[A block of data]
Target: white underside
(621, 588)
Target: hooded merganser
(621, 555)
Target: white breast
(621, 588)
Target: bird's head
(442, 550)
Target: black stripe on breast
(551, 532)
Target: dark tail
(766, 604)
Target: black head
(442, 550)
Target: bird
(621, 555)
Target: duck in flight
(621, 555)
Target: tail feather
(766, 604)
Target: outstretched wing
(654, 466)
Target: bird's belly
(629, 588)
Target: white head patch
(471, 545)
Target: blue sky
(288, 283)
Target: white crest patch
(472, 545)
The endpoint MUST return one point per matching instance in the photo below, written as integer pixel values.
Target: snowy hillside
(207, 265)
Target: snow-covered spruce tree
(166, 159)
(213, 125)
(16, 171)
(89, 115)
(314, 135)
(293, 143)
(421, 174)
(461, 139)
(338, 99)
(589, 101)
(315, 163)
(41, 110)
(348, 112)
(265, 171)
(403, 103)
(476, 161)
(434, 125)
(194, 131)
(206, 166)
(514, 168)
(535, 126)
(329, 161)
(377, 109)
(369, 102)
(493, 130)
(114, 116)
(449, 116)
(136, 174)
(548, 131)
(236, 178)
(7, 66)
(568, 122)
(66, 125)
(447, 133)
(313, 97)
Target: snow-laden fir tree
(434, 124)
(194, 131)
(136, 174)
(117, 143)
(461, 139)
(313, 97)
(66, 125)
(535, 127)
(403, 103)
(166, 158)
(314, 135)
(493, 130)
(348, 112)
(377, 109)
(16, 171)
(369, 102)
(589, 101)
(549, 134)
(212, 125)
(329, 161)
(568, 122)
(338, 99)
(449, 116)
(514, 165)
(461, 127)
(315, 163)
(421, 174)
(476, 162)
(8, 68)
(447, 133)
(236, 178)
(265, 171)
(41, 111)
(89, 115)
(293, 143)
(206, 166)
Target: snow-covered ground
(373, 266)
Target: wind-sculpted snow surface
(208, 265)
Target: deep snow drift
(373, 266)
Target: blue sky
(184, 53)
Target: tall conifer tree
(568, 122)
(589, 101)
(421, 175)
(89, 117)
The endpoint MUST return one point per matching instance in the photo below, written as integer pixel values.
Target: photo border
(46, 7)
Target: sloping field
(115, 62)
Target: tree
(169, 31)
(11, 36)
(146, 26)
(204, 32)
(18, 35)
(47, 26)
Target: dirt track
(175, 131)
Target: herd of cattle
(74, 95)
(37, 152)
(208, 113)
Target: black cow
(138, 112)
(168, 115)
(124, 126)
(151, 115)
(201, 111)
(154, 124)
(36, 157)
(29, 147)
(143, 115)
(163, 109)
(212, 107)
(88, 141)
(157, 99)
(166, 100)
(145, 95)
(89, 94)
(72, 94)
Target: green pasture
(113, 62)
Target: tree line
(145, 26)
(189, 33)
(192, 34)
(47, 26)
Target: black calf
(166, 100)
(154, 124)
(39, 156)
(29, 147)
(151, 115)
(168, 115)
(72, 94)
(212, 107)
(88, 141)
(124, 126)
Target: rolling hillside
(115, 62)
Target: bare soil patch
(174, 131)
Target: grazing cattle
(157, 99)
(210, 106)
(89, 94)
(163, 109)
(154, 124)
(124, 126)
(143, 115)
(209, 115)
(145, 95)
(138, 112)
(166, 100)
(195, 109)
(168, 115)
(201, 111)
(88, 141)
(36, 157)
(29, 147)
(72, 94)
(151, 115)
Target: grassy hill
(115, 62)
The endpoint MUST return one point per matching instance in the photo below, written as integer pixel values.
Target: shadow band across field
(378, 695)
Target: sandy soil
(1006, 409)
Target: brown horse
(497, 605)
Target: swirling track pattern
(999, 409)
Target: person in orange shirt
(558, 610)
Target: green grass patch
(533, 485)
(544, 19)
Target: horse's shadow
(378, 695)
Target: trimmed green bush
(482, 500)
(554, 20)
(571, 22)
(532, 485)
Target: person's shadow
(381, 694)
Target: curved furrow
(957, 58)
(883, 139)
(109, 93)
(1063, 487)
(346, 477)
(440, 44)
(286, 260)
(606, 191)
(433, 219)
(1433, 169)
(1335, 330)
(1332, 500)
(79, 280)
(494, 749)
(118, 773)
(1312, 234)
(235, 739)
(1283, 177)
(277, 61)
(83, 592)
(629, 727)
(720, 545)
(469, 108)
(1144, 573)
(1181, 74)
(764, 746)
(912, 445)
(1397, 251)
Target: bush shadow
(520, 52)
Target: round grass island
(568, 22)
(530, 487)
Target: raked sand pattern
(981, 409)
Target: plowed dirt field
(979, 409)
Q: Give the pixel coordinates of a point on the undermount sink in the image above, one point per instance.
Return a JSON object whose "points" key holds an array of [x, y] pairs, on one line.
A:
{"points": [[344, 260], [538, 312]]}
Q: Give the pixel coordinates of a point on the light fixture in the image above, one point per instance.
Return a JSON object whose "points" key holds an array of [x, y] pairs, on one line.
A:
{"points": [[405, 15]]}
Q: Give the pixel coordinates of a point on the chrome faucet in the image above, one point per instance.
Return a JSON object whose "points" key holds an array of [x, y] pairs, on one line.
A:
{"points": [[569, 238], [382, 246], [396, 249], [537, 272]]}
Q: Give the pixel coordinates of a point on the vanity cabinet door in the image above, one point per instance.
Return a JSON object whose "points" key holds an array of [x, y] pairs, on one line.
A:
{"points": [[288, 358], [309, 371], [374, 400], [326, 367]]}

Task to carry out - Reproduce the listing above word for word.

Exercise output -
Target: white underside
(621, 588)
Target: hooded merganser
(621, 555)
Target: white breast
(621, 588)
Target: bird's head
(442, 550)
Target: black stripe on breast
(551, 532)
Target: dark tail
(766, 604)
Target: black head
(442, 550)
Target: bird
(621, 555)
Target: duck in flight
(621, 555)
Target: tail feather
(766, 604)
Target: outstretched wing
(654, 466)
Target: bird's belly
(629, 588)
Target: white head patch
(471, 545)
Target: blue sky
(288, 283)
Target: white crest patch
(472, 545)
The endpoint MUST return one point per matching instance in the photo below, written as integer pixel values.
Target: snowy hillside
(207, 265)
Target: snow-covered spruce tree
(166, 159)
(213, 125)
(16, 171)
(89, 115)
(314, 135)
(293, 143)
(421, 174)
(461, 139)
(338, 99)
(589, 101)
(315, 163)
(41, 110)
(348, 112)
(265, 171)
(403, 103)
(476, 161)
(434, 125)
(194, 131)
(206, 166)
(514, 168)
(535, 126)
(329, 161)
(377, 109)
(369, 102)
(493, 130)
(114, 116)
(449, 116)
(136, 174)
(548, 131)
(236, 178)
(7, 66)
(568, 122)
(66, 125)
(447, 133)
(313, 97)
Target: snow-laden fir tree
(434, 124)
(194, 131)
(136, 174)
(117, 143)
(461, 139)
(313, 97)
(66, 125)
(535, 127)
(403, 103)
(166, 158)
(314, 135)
(493, 130)
(348, 112)
(377, 109)
(16, 171)
(369, 102)
(589, 101)
(549, 134)
(212, 125)
(329, 161)
(568, 122)
(338, 99)
(449, 116)
(514, 165)
(461, 127)
(315, 163)
(421, 174)
(476, 162)
(8, 68)
(447, 133)
(236, 178)
(265, 171)
(41, 111)
(89, 115)
(293, 143)
(206, 166)
Target: snow-covered ground
(373, 266)
Target: wind-sculpted snow surface
(208, 265)
Target: deep snow drift
(373, 266)
Target: blue sky
(184, 53)
Target: tall conifer tree
(568, 122)
(589, 101)
(421, 175)
(89, 117)
The endpoint MUST return one point per matching instance in the photo below, written as integer pixel values.
Target: photo border
(46, 7)
Target: sloping field
(115, 62)
Target: tree
(169, 31)
(11, 36)
(146, 26)
(204, 32)
(18, 35)
(47, 26)
Target: dirt track
(175, 131)
Target: herd of cattle
(74, 95)
(37, 152)
(208, 113)
Target: black cow
(138, 112)
(168, 115)
(124, 126)
(151, 115)
(201, 111)
(154, 124)
(36, 157)
(29, 147)
(143, 115)
(163, 109)
(212, 107)
(88, 141)
(157, 99)
(166, 100)
(145, 95)
(89, 94)
(72, 94)
Target: green pasture
(113, 62)
Target: tree line
(145, 26)
(189, 33)
(192, 34)
(47, 26)
Target: black calf
(166, 100)
(154, 124)
(39, 156)
(29, 147)
(151, 115)
(168, 115)
(72, 94)
(212, 107)
(88, 141)
(124, 126)
Target: rolling hillside
(115, 62)
Target: bare soil patch
(174, 131)
Target: grazing cattle
(157, 99)
(210, 106)
(89, 94)
(163, 109)
(154, 124)
(124, 126)
(143, 115)
(209, 115)
(145, 95)
(138, 112)
(166, 100)
(195, 109)
(168, 115)
(201, 111)
(88, 141)
(36, 157)
(29, 147)
(72, 94)
(151, 115)
Target: grassy hill
(115, 62)
The endpoint MUST return one point per matching instance in the photo below, written as integer pixel values.
Target: shadow band across field
(378, 695)
Target: sandy soil
(1006, 409)
Target: brown horse
(497, 605)
Target: swirling track pattern
(999, 409)
Target: person in orange shirt
(558, 610)
Target: green grass patch
(533, 485)
(544, 19)
Target: horse's shadow
(378, 695)
Target: trimmed green bush
(482, 500)
(554, 20)
(571, 22)
(532, 485)
Target: person's shadow
(381, 694)
Target: curved furrow
(957, 58)
(883, 139)
(109, 93)
(1063, 487)
(346, 477)
(440, 44)
(286, 260)
(606, 191)
(433, 219)
(1433, 169)
(1335, 330)
(1332, 500)
(79, 280)
(494, 749)
(118, 773)
(1312, 234)
(235, 739)
(1283, 177)
(277, 61)
(83, 592)
(629, 727)
(720, 545)
(469, 108)
(1144, 573)
(1181, 74)
(764, 746)
(912, 445)
(1397, 251)
Target: bush shadow
(520, 52)
Target: round grass island
(568, 22)
(530, 487)
Target: raked sand pattern
(981, 409)
Target: plowed dirt field
(979, 409)
Q: Give the pixel coordinates of a point on the undermount sink in the image above, one point per instance.
Return a JSON object whose "points" key holds an array of [x, y] pairs, on one line.
A:
{"points": [[344, 260], [538, 312]]}
Q: Give the pixel coordinates of a point on the light fixture in the image above, one point per instance.
Return a JSON object whose "points" key holds an array of [x, y] pairs, on one line.
A:
{"points": [[405, 15]]}
Q: Give the pixel coordinates of a point on the chrome faucet in the image above, one point per instance.
Return a JSON object whose "points" key holds an array of [x, y] pairs, on one line.
A:
{"points": [[569, 238], [382, 246], [396, 249], [537, 272]]}
Q: Give the pixel coordinates of a point on the vanity cabinet door in the image above, one point per instance.
Return a JSON object whose "points" key holds an array of [x, y] pairs, on one line.
A:
{"points": [[288, 358], [309, 371], [374, 400], [326, 367]]}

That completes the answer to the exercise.